# Exercise brief
Reproduce only the part of the records below that opens with the line containing "If it's not too much trouble, could you detect the pale" and closes with the line containing "[0,419,39,575]", both lines included, with the requests unchanged. Scale every box coordinate in the answers by 1.75 and round each to a whole number, rounding halves up.

# Records supplied

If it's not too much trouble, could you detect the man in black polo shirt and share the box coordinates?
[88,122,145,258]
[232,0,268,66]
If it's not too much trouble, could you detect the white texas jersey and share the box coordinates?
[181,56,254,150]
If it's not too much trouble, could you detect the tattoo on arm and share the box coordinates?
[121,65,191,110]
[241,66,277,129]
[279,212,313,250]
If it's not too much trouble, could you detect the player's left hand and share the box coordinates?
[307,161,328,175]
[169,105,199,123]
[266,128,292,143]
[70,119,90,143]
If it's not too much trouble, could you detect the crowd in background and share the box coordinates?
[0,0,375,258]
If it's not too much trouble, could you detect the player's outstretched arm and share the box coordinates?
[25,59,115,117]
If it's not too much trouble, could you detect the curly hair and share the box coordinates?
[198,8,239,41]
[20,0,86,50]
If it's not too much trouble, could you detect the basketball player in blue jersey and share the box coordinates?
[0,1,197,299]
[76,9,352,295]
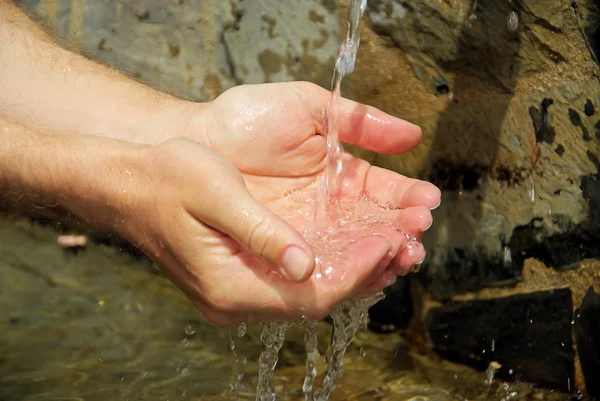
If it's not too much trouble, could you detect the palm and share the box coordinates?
[172,83,439,320]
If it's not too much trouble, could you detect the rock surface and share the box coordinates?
[425,288,575,391]
[575,287,600,397]
[21,0,340,100]
[12,0,600,393]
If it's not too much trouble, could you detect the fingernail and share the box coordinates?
[281,246,313,281]
[375,249,394,270]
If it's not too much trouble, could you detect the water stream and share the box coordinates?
[256,0,391,401]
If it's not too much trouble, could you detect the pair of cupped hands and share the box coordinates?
[70,82,440,325]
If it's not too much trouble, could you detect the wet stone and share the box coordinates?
[583,99,594,117]
[425,289,575,391]
[575,287,600,397]
[369,277,413,332]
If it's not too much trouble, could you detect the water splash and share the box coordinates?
[256,322,290,401]
[315,293,384,401]
[302,321,321,401]
[315,0,367,219]
[256,0,393,401]
[229,323,247,401]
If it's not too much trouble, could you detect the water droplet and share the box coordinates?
[529,185,535,203]
[507,11,519,32]
[503,246,512,267]
[237,323,248,337]
[184,324,196,336]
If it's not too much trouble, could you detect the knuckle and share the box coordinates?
[248,219,276,257]
[204,290,237,314]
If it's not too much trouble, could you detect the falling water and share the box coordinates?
[315,0,367,212]
[256,0,404,401]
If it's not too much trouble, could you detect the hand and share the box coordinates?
[24,84,440,324]
[187,82,440,274]
[136,83,440,317]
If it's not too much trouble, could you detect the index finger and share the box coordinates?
[296,83,422,154]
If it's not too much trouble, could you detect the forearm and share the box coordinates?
[0,0,197,142]
[0,116,144,230]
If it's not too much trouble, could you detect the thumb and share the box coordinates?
[193,170,315,282]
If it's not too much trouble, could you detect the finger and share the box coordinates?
[191,179,315,282]
[151,247,247,326]
[356,269,398,298]
[390,241,427,276]
[295,82,422,154]
[365,162,441,209]
[395,206,433,237]
[316,235,393,312]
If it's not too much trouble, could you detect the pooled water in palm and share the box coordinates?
[256,0,416,401]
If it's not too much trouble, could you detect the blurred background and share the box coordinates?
[0,0,600,401]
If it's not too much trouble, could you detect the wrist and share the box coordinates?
[0,117,144,232]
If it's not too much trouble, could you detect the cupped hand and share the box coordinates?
[136,83,440,323]
[192,82,440,274]
[75,83,440,325]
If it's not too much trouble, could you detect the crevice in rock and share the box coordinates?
[221,0,244,85]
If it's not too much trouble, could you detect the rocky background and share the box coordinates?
[12,0,600,397]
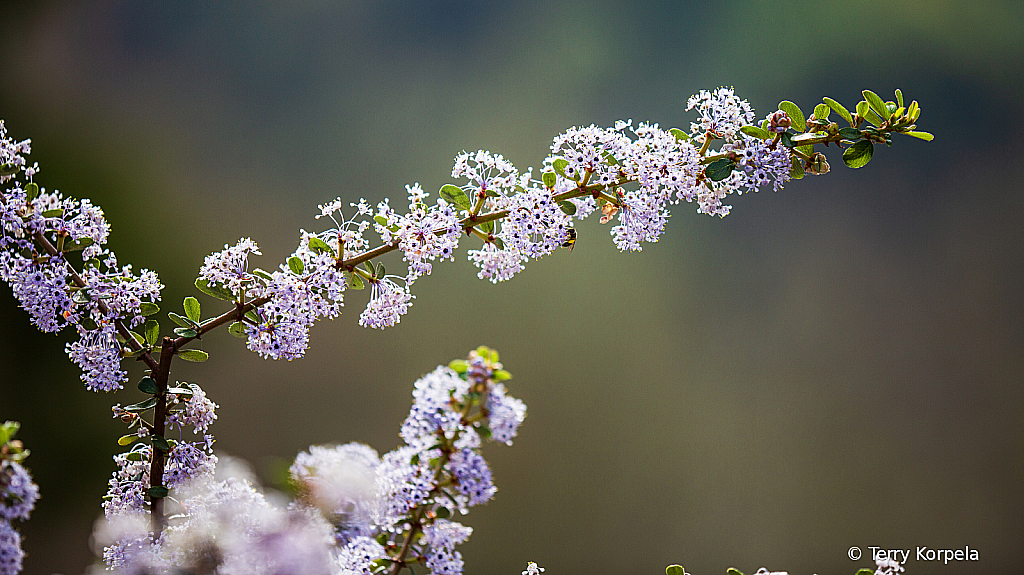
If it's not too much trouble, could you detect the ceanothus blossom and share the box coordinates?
[686,87,754,141]
[0,460,39,522]
[423,519,473,575]
[199,237,262,295]
[359,275,416,329]
[0,519,25,575]
[467,241,529,283]
[385,183,462,282]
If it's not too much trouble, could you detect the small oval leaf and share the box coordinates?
[437,184,473,210]
[178,349,210,363]
[778,100,807,132]
[843,140,874,168]
[705,158,736,182]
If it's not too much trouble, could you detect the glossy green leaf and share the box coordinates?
[862,90,889,119]
[288,256,306,275]
[814,103,831,120]
[822,98,853,126]
[900,132,935,142]
[138,375,159,395]
[146,485,171,499]
[551,158,572,180]
[705,158,736,182]
[178,349,210,363]
[227,321,246,340]
[125,397,158,413]
[167,311,193,327]
[669,128,691,142]
[541,172,558,188]
[778,100,807,132]
[739,126,771,140]
[839,128,863,142]
[181,296,200,322]
[790,153,804,180]
[438,184,473,210]
[196,279,234,302]
[843,140,874,168]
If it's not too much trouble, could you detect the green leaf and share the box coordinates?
[196,279,234,302]
[839,128,864,142]
[822,98,853,126]
[181,296,200,322]
[705,158,736,182]
[167,311,194,327]
[778,100,807,132]
[739,126,771,140]
[862,90,889,119]
[146,485,171,499]
[551,158,572,180]
[63,237,93,252]
[843,140,874,168]
[125,397,158,413]
[309,237,331,255]
[790,153,804,180]
[814,103,831,120]
[438,184,473,210]
[900,132,935,142]
[541,172,558,188]
[138,375,159,395]
[669,128,690,142]
[178,349,210,363]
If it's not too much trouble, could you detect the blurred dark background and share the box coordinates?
[0,0,1024,575]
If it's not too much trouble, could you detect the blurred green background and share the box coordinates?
[0,0,1024,575]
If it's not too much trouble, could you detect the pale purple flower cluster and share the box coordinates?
[686,87,754,140]
[423,519,473,575]
[0,458,39,575]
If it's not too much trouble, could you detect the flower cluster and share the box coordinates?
[95,348,525,575]
[0,122,163,391]
[0,419,39,575]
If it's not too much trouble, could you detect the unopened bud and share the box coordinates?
[807,151,829,176]
[768,109,793,133]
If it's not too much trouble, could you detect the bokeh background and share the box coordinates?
[0,0,1024,575]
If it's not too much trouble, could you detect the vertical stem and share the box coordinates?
[150,338,174,538]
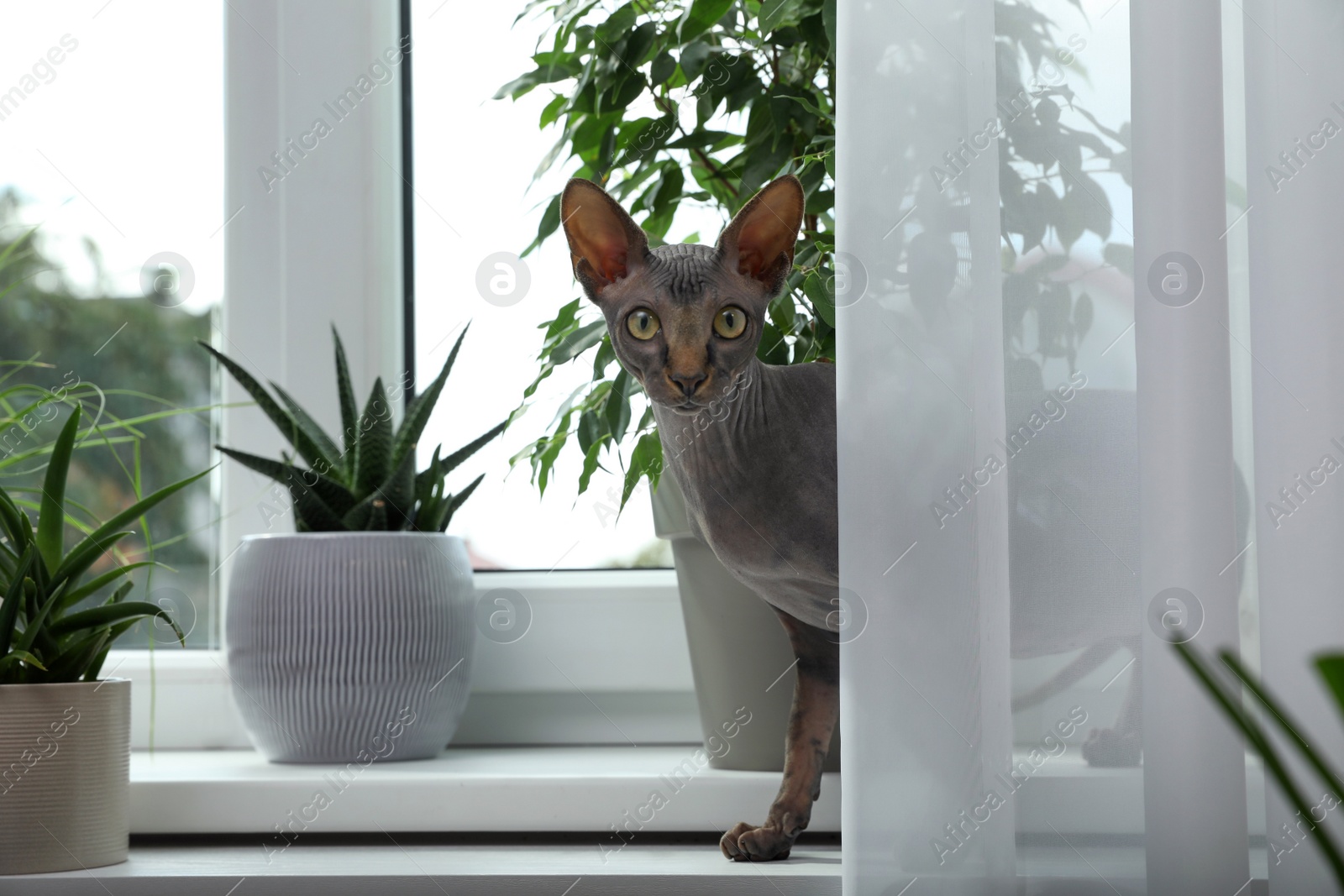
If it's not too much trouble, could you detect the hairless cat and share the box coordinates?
[560,175,840,861]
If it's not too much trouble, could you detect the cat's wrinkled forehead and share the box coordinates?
[643,244,723,304]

# Solution for this problem
If it's not too much trouble, could you detect the pale purple flower cluster and share the box coordinates?
[1201,152,1320,245]
[740,908,828,1006]
[0,802,68,1006]
If it's not too much trouble, could you detect the flower cluster and share the box coordinates?
[166,609,919,1006]
[0,214,285,684]
[0,733,68,1006]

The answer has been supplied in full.